***** PASSAGE TO READ *****
LAM/MPI logo

LAM/MPI Development Mailing List Archives

  |   Home   |   Download   |   Documentation   |   FAQ   |   all just in this list

From: Liu Xuezhao (lxz_at_[hidden])
Date: 2006-01-04 01:39:00


Hi,

   I met this problem also, I think this is a bug of lam-7.1.1 but it has not been confirmed by LAM developers.
   You can use the previous version of LAM 7.0.6, but i have found 7.0.6 has another bug also.( It will produce the file "/tmp/lam-xxx_at_node01/lam-crtcp-rank-0.txt" which will lead the execution can't be restarted after the lamhalt and lamboot is executed).
   It seems that fault-tolerance is not a essentially important feature of LAM-MPI? Can LAM's developers tell us something about the project plan about "fault-tolerance" of LAM-MPI?
   Thanks.
***** ROWS *****
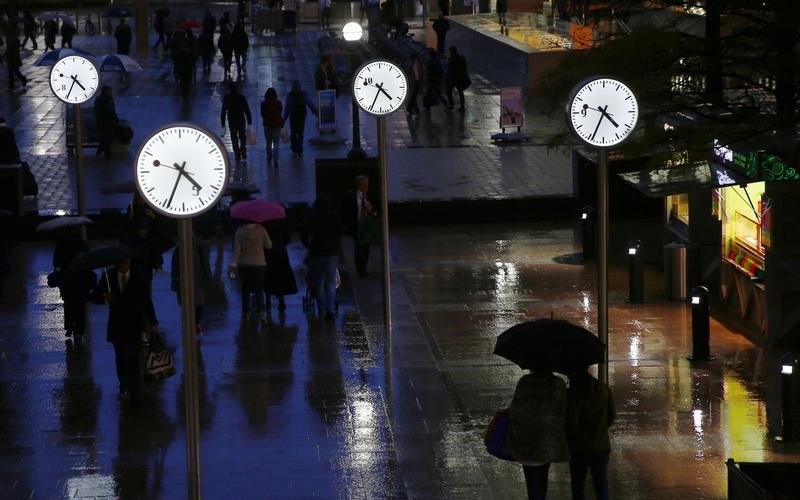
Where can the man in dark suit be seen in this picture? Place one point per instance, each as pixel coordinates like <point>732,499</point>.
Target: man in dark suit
<point>124,292</point>
<point>356,207</point>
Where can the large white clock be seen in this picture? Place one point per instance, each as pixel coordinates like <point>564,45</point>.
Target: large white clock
<point>380,87</point>
<point>74,79</point>
<point>181,170</point>
<point>602,111</point>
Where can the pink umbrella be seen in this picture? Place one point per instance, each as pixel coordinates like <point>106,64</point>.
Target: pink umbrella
<point>258,210</point>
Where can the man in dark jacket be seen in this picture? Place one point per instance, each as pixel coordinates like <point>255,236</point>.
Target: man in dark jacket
<point>123,290</point>
<point>590,412</point>
<point>124,37</point>
<point>235,107</point>
<point>9,152</point>
<point>322,236</point>
<point>296,103</point>
<point>13,59</point>
<point>105,115</point>
<point>457,77</point>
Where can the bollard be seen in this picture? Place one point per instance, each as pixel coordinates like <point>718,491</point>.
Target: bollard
<point>588,233</point>
<point>635,272</point>
<point>698,298</point>
<point>789,365</point>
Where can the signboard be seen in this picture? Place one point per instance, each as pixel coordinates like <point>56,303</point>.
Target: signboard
<point>326,100</point>
<point>511,107</point>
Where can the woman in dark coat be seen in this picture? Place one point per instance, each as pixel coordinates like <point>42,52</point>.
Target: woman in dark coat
<point>279,277</point>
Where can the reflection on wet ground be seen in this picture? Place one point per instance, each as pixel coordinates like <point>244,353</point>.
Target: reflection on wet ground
<point>301,408</point>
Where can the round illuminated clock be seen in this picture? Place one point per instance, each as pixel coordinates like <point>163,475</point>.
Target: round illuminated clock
<point>181,170</point>
<point>602,111</point>
<point>74,79</point>
<point>380,87</point>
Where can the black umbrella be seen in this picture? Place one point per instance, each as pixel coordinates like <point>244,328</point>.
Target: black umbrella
<point>553,344</point>
<point>100,257</point>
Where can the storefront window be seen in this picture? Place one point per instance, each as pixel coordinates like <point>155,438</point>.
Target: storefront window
<point>741,213</point>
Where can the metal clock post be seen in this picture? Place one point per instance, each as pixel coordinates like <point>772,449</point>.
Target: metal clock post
<point>74,80</point>
<point>181,171</point>
<point>380,88</point>
<point>602,112</point>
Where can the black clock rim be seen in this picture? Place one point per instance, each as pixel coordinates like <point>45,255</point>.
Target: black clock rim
<point>50,79</point>
<point>225,161</point>
<point>353,85</point>
<point>572,93</point>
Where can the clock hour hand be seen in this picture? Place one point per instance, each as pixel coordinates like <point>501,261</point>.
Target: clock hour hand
<point>380,87</point>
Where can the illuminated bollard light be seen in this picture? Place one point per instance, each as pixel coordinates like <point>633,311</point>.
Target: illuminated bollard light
<point>588,233</point>
<point>790,390</point>
<point>698,299</point>
<point>635,272</point>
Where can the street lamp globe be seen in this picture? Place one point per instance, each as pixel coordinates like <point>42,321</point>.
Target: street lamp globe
<point>352,31</point>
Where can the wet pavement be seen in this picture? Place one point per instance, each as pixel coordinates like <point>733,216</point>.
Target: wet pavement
<point>302,408</point>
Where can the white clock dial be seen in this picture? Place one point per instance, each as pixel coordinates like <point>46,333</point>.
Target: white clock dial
<point>380,87</point>
<point>181,170</point>
<point>602,111</point>
<point>74,79</point>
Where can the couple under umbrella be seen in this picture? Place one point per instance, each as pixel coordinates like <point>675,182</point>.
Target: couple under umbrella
<point>548,422</point>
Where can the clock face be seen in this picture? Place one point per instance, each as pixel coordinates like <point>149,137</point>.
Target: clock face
<point>74,79</point>
<point>380,87</point>
<point>181,170</point>
<point>602,112</point>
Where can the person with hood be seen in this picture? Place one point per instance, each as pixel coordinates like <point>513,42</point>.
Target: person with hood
<point>296,103</point>
<point>237,111</point>
<point>322,235</point>
<point>590,412</point>
<point>457,77</point>
<point>272,120</point>
<point>537,433</point>
<point>250,244</point>
<point>240,46</point>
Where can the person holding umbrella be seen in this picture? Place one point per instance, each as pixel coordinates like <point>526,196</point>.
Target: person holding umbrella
<point>590,412</point>
<point>124,37</point>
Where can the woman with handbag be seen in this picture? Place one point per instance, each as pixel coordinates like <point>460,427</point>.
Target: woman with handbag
<point>537,433</point>
<point>271,117</point>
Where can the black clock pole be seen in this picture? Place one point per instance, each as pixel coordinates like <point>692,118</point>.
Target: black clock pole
<point>80,170</point>
<point>602,260</point>
<point>191,393</point>
<point>387,281</point>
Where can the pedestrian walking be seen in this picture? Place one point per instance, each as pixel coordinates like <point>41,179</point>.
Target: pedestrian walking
<point>241,43</point>
<point>105,115</point>
<point>457,77</point>
<point>441,26</point>
<point>296,103</point>
<point>50,32</point>
<point>13,59</point>
<point>325,14</point>
<point>250,244</point>
<point>74,287</point>
<point>29,28</point>
<point>322,235</point>
<point>237,112</point>
<point>325,75</point>
<point>202,275</point>
<point>590,412</point>
<point>225,45</point>
<point>356,209</point>
<point>206,49</point>
<point>124,37</point>
<point>414,70</point>
<point>279,277</point>
<point>272,120</point>
<point>67,33</point>
<point>537,428</point>
<point>124,291</point>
*****
• _WRITTEN INSTRUCTION A_:
Which earlier LAM version does the mailing list post suggest using instead?
• _WRITTEN INSTRUCTION B_:
Rewrite the mailing list post from "I met this problem" up to and including "lamboot is executed).", changing "bug" to "defect".
• _WRITTEN INSTRUCTION C_:
Write what comes next in the mailing list post, picking up after its final line.

• _EXPECTED ANSWER A_:
LAM 7.0.6

• _EXPECTED ANSWER B_:
I met this problem also, I think this is a defect of lam-7.1.1 but it has not been confirmed by LAM developers.
   You can use the previous version of LAM 7.0.6, but i have found 7.0.6 has another defect also.( It will produce the file "/tmp/lam-xxx_at_node01/lam-crtcp-rank-0.txt" which will lead the execution can't be restarted after the lamhalt and lamboot is executed).

• _EXPECTED ANSWER C_:
Liu
2006-01-04
================================

>BTW: The LAM/MPI version I use is 7.1.1
>
>And the problem seem to be when I invoke the
>
> >cr_checkpoint --term $PID_of_mpirun
>
>only the process of mpirun is checkpointed, all the other MPI processes
>are not. So when I call
>
> >cr_restart context.$PID_of_mpirun
>
>it always reports :
> >mpirun (rpwait): Bad file descriptor
>
>It's obvious, no MPI process' image checkpointed. But, why? I have
>checked the output parameter of MPI_Init_thread(..., &provided), the
>thread level does have been set to MPI_THREAD_SERIALIZED already.
>
>Would you give me some hints?
>
>Thanks!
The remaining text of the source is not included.